— Begin Exercise inputs —
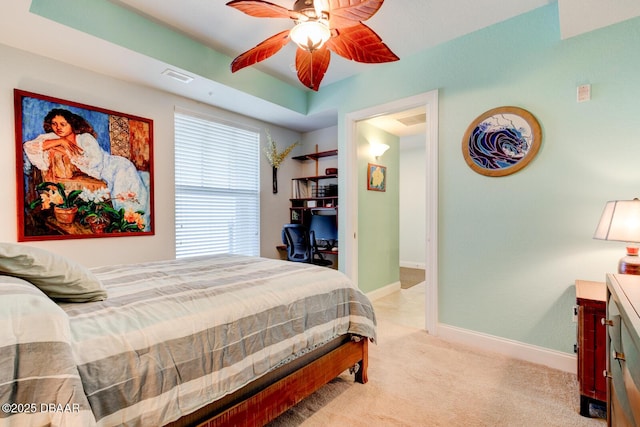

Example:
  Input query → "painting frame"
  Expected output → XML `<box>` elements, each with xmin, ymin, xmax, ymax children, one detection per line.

<box><xmin>462</xmin><ymin>106</ymin><xmax>542</xmax><ymax>177</ymax></box>
<box><xmin>367</xmin><ymin>163</ymin><xmax>387</xmax><ymax>192</ymax></box>
<box><xmin>14</xmin><ymin>89</ymin><xmax>155</xmax><ymax>242</ymax></box>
— End Exercise inputs —
§ **Directive**: Locate every line in the material that contains the string "xmin", matching case exactly, and copy each of those lines.

§ **Solved exercise**:
  Expected output → XML `<box>` elements, each with xmin, ymin, xmax, ymax children, one detection per line.
<box><xmin>462</xmin><ymin>106</ymin><xmax>542</xmax><ymax>177</ymax></box>
<box><xmin>367</xmin><ymin>163</ymin><xmax>387</xmax><ymax>192</ymax></box>
<box><xmin>14</xmin><ymin>89</ymin><xmax>155</xmax><ymax>242</ymax></box>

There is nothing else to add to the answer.